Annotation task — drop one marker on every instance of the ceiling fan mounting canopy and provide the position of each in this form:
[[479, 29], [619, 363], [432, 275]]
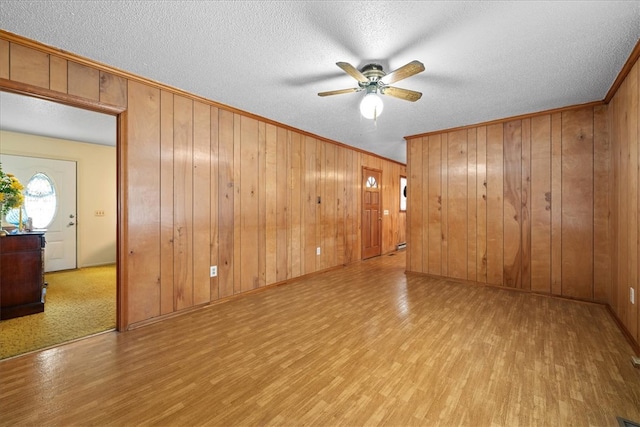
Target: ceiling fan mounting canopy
[[373, 79]]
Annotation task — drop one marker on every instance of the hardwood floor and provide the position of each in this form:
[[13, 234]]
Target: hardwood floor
[[361, 345]]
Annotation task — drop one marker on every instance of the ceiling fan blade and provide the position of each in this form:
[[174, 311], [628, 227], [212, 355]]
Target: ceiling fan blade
[[406, 94], [408, 70], [353, 72], [338, 92]]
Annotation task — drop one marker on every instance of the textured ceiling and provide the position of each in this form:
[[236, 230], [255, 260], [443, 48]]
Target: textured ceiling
[[484, 60]]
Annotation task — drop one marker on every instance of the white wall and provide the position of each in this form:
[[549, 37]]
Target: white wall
[[96, 170]]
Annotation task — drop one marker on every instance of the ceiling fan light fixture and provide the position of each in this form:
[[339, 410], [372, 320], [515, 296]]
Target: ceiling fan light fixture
[[371, 106]]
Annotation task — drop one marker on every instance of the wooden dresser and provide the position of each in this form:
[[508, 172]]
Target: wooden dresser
[[21, 274]]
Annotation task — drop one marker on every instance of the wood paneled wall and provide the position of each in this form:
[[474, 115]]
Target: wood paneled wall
[[624, 114], [203, 184], [521, 204]]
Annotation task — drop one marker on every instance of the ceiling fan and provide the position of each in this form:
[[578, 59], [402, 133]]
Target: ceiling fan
[[374, 80]]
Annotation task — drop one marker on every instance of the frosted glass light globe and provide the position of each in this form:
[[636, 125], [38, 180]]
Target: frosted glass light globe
[[371, 106]]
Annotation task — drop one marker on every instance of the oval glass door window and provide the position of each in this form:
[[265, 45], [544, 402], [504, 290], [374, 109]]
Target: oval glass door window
[[40, 200]]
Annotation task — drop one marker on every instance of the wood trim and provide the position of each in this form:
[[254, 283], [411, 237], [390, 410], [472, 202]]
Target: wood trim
[[508, 119], [624, 72], [52, 95], [14, 38]]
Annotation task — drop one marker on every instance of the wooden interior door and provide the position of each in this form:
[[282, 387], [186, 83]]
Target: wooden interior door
[[371, 213]]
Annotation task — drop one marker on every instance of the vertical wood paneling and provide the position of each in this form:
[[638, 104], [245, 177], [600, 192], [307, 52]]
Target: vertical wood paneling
[[457, 219], [59, 77], [541, 204], [271, 203], [166, 203], [472, 209], [83, 81], [296, 184], [237, 203], [283, 211], [183, 202], [556, 204], [577, 203], [142, 198], [28, 66], [249, 253], [226, 195], [311, 207], [423, 189], [414, 199], [262, 205], [4, 59], [601, 200], [435, 205], [481, 203], [201, 202], [525, 210], [512, 204], [445, 197], [214, 234], [495, 205]]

#####

§ Required action:
Your task is to transcribe, with no changes, only the lines of the listing above that lie between the line holding "[[578, 59], [402, 133]]" and the line holding "[[254, 283], [411, 237], [390, 410], [472, 202]]", inclusive.

§ Written answer:
[[578, 59], [402, 133]]
Target: ceiling fan
[[374, 80]]
Annotation task — drop one marker on every instance of the frosted glass light globe and provide the position of each in this form:
[[636, 125], [38, 180]]
Target: frosted glass light globe
[[371, 106]]
Annotation task — drop one marker on every instance of the oval glass door window and provide the position of each in this form:
[[265, 45], [544, 402], [504, 290], [374, 109]]
Target: oval glass door window
[[40, 200]]
Annotation task — drop one marker on every instance of the wood trim and provide the position of each in this form:
[[254, 283], [411, 237], [390, 410], [472, 202]]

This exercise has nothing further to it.